Scientific classification
- Domain: Eukaryota
- Kingdom: Animalia
- Phylum: Arthropoda
- Class: Insecta
- Order: Hymenoptera
- Family: Apidae
- Genus: Bombus
- Subgenus: Alpinobombus
- Species: B. balteatus
- Binomial name: Bombus balteatus Dahlbom, 1832

= Bombus balteatus =

- Genus: Bombus
- Species: balteatus
- Authority: Dahlbom, 1832
- Conservation status: DD

Species of bee

Bombus balteatus, the golden-belted bumble bee, is a species of bumblebee with a boreal and high altitude distribution in northern Eurasia and North America.

== Range and distribution ==

This species is found in Finland, northern Sweden, Norway, Russia, and North America from arctic Alaska, Canada, and mountain ranges in the United States such as the Sierra Nevada and the White Mountains down south to New Mexico. Their preferred habitat includes high altitude and boreal regions, and they are often found at higher elevations than the tree line. Bombus balteatus is often most abundant where Castilleja, Chrysothammnus, and Mertensia plant species are common. Some populations of bees, including in the Rocky Mountains, specifically Mount Blue Sky, Niwot Ridge and Pennsylvania Mountain have declined in the 21st century.

== Morphology ==

Bombus balteatus is a long-tongued bumblebee. Often the tongue length reaches two-thirds or more the length of the body. This morphological feature allows them to specialize on flowers with long corollas. In North America, workers can be identified by a distinctive black abdomen pattern and robust body.

== Systematics ==

The most closely related species are Bombus hyperboreus, Bombus frigidus, and Bombus mixtus, which all occur in Western North America and Arctic Europe.

▶ _ACTION ITEM A_:
Reproduce the portion of the Bombus balteatus passage starting at "Bombus balteatus is a" and ending at "and robust body.".
▶ _ACTION ITEM B_:
Write a continuation of the Bombus balteatus passage that picks up after its final sentence.

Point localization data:

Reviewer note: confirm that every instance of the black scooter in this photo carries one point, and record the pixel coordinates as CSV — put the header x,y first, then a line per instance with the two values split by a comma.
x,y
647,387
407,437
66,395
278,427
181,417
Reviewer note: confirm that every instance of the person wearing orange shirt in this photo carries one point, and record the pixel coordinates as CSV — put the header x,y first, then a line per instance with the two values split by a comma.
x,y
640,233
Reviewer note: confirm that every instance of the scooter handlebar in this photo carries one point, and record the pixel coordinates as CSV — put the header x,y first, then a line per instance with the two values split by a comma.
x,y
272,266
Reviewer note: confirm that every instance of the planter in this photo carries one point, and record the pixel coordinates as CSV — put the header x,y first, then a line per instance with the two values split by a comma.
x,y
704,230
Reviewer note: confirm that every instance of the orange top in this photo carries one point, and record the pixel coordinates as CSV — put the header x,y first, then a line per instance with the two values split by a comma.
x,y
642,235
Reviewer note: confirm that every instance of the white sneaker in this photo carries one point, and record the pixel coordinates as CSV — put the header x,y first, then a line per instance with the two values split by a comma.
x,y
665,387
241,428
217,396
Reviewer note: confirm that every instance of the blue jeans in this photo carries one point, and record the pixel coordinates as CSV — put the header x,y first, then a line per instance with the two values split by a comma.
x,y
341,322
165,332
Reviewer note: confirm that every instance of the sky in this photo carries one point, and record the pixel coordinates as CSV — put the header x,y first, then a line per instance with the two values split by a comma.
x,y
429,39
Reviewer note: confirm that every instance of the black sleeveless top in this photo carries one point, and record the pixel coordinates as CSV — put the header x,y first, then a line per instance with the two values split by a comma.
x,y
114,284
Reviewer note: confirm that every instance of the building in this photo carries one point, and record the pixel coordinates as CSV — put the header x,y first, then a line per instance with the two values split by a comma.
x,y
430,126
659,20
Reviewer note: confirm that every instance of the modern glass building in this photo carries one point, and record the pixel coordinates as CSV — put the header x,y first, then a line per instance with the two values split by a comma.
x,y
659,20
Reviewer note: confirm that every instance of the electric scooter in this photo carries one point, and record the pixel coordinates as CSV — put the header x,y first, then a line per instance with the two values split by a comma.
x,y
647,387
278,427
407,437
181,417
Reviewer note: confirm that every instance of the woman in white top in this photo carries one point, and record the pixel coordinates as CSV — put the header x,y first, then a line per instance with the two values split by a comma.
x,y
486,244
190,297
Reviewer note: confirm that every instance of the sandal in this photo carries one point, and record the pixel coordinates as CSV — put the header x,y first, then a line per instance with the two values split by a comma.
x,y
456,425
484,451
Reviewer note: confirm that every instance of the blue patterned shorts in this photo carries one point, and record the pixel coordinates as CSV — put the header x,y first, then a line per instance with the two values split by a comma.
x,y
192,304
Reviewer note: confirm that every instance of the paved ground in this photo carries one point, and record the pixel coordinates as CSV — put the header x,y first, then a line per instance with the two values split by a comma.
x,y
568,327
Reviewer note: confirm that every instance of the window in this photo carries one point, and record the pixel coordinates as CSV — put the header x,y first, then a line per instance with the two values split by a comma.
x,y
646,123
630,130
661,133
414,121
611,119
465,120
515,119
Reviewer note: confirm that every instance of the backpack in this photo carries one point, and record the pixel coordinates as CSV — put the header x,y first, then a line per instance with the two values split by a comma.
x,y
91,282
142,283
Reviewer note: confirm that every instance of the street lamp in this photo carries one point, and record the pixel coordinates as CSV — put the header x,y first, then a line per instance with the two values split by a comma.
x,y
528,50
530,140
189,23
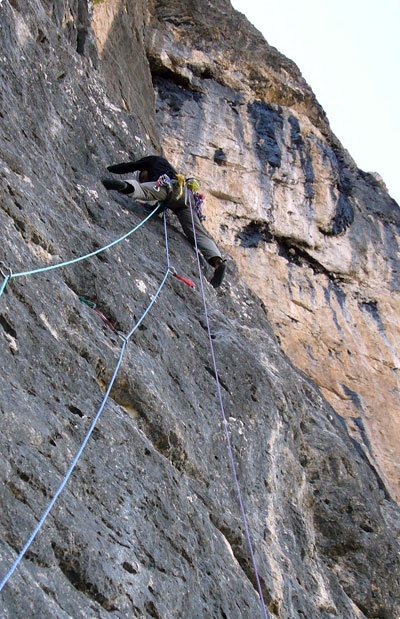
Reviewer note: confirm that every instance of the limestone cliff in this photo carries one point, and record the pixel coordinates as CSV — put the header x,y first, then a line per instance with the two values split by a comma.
x,y
148,524
316,238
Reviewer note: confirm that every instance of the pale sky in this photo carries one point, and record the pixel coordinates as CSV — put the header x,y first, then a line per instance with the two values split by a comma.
x,y
349,53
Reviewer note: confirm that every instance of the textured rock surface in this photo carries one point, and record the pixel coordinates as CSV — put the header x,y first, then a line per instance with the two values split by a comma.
x,y
316,238
149,525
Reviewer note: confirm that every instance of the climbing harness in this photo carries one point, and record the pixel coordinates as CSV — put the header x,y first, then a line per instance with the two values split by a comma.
x,y
193,184
181,183
225,424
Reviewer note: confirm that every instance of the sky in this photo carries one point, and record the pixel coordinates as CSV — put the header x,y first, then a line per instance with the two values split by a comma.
x,y
348,51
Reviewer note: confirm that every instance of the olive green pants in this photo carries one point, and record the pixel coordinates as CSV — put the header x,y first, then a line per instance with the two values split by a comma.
x,y
179,205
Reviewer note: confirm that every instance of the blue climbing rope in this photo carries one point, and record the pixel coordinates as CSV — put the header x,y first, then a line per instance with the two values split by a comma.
x,y
95,420
225,423
80,258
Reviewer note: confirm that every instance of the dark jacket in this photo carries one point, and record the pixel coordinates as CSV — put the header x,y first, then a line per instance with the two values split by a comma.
x,y
154,165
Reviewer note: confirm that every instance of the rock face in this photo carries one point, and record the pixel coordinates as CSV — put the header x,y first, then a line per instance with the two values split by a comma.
x,y
148,524
316,238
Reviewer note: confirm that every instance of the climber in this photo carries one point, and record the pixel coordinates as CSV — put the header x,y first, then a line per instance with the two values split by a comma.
x,y
154,179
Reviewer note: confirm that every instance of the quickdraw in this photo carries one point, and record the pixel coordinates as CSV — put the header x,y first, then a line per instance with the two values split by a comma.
x,y
104,318
185,280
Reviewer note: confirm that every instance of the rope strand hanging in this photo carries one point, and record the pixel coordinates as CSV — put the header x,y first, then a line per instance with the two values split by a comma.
x,y
225,423
74,260
95,420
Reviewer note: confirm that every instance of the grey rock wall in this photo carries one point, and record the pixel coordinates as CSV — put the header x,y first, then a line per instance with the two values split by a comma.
x,y
315,237
149,524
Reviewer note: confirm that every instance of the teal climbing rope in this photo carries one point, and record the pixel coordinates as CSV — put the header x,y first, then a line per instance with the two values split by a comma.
x,y
79,258
95,419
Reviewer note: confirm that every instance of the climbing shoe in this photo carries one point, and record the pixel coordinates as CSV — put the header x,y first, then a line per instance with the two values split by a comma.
x,y
110,183
218,276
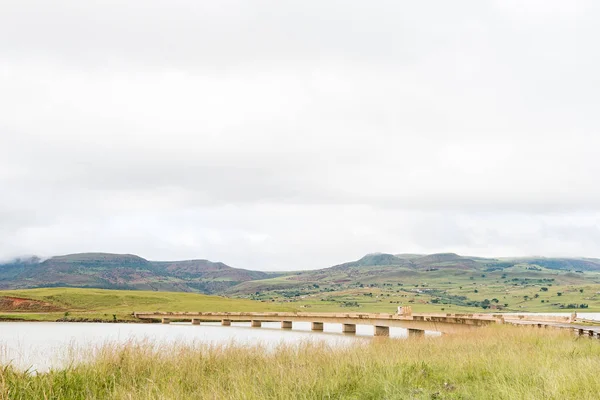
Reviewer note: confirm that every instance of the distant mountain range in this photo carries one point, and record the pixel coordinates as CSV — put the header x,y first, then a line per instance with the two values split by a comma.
x,y
126,271
123,271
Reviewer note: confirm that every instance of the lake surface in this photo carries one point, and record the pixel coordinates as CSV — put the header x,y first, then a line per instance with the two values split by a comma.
x,y
38,346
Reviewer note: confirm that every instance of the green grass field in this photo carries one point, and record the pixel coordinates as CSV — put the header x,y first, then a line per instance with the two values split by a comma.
x,y
460,294
499,362
108,305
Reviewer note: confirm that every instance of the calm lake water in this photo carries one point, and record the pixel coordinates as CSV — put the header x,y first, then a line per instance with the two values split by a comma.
x,y
38,346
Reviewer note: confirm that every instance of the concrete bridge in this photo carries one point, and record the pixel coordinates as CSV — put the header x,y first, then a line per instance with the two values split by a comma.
x,y
416,324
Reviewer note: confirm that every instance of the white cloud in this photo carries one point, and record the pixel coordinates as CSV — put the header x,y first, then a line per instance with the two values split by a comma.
x,y
296,135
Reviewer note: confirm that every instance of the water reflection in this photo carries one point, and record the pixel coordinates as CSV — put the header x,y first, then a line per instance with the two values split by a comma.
x,y
39,346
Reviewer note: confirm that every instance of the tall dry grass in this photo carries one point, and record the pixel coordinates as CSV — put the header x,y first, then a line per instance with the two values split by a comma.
x,y
499,362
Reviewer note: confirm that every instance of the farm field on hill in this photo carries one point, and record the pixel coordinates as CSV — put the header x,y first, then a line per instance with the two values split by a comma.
x,y
70,304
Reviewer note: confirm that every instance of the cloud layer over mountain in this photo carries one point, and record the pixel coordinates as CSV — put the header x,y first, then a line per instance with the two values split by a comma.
x,y
284,135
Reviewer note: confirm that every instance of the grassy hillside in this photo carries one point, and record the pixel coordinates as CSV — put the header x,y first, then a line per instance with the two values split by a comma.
x,y
53,304
439,282
375,283
123,271
499,362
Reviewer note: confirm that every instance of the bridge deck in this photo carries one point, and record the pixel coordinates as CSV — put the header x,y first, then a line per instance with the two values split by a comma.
x,y
417,322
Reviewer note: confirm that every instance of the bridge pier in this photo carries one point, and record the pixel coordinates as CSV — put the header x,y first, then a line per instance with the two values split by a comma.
x,y
317,326
416,333
382,330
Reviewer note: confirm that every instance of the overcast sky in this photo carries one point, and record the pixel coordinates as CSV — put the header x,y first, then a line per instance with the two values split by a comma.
x,y
283,135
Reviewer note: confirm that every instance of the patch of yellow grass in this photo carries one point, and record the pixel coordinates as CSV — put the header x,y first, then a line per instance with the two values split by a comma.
x,y
499,362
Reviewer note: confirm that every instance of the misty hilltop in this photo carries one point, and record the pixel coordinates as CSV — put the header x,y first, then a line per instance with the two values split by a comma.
x,y
127,271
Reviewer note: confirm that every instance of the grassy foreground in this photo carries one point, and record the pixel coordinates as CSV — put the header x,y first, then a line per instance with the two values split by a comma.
x,y
499,362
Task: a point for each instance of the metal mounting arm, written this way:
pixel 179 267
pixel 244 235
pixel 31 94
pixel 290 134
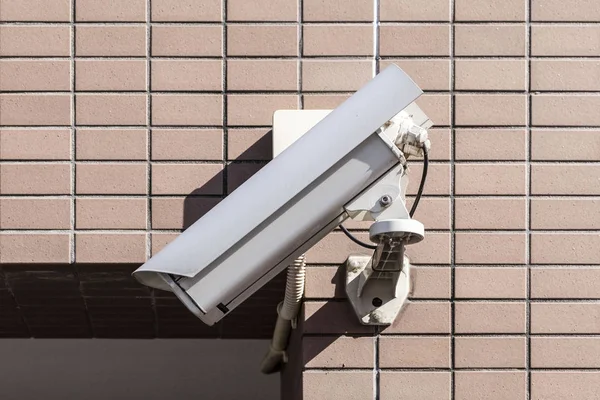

▶ _EXERCISE RESULT A_:
Bombus balteatus is a long-tongued bumblebee. Often the tongue length reaches two-thirds or more the length of the body. This morphological feature allows them to specialize on flowers with long corollas. In North America, workers can be identified by a distinctive black abdomen pattern and robust body.

▶ _EXERCISE RESULT B_:
== Effects of climate change ==
In the Rocky Mountains, USA, many native plants species include flowers with elongated corollas. With abundant resources, B. balteatus can be a dominant species in the ecosystem. However, Rocky Mountain bumblebees, including B. balteatus and Bombus sylvicola, have shown changes in abundance and foraging range as long-tubed floral resources are declining at higher altitudes; they have also exhibited a trend towards shorter tongues over the last 40 years. This is indicative of niche expansion; although this species of bumblebee is considered highly specialized, it is now adapting to forage on a broader range of morphologically diverse flowering plants. Immigration by short-tongued bumble bees into higher altitudes, as well as an increase in the number of Bombus balteatus individuals with shorter tongues, has also occurred as a result of warming and climate change. This creates new competition for long-tongued B. balteatus for limited floral resources.